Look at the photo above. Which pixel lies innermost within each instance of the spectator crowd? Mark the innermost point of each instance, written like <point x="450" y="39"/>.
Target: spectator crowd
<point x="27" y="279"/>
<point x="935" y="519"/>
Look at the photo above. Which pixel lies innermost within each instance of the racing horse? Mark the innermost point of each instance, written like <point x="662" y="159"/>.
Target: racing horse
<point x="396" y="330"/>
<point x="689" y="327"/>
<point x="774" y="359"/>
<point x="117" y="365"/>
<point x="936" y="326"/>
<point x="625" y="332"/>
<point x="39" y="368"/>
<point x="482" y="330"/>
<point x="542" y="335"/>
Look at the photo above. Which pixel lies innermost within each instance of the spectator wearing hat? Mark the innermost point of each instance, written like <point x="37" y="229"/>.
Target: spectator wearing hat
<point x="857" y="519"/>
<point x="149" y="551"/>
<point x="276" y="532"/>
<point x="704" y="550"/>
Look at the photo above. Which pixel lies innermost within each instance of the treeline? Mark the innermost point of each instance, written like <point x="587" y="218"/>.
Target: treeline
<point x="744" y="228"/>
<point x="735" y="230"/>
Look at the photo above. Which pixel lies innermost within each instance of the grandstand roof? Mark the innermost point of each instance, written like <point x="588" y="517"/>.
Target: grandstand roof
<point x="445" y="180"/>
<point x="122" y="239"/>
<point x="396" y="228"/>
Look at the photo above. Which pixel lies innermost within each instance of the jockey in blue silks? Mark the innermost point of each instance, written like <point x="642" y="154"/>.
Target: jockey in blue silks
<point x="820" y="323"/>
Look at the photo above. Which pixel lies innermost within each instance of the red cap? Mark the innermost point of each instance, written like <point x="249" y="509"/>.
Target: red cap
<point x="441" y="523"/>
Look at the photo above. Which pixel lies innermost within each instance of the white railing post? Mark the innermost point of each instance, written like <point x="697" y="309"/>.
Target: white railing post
= = = = = = =
- _DIRECTIONS FOR THIS TASK_: Nothing but the lines from the line containing "of the white" through the final line of the entries should appear in your answer, copied exactly.

- _REPLY TO THE EXERCISE_:
Look at the photo above. Which pixel lies innermost within each instance of the white railing post? Mark the innermost point of each instance, written like <point x="697" y="309"/>.
Target: white railing post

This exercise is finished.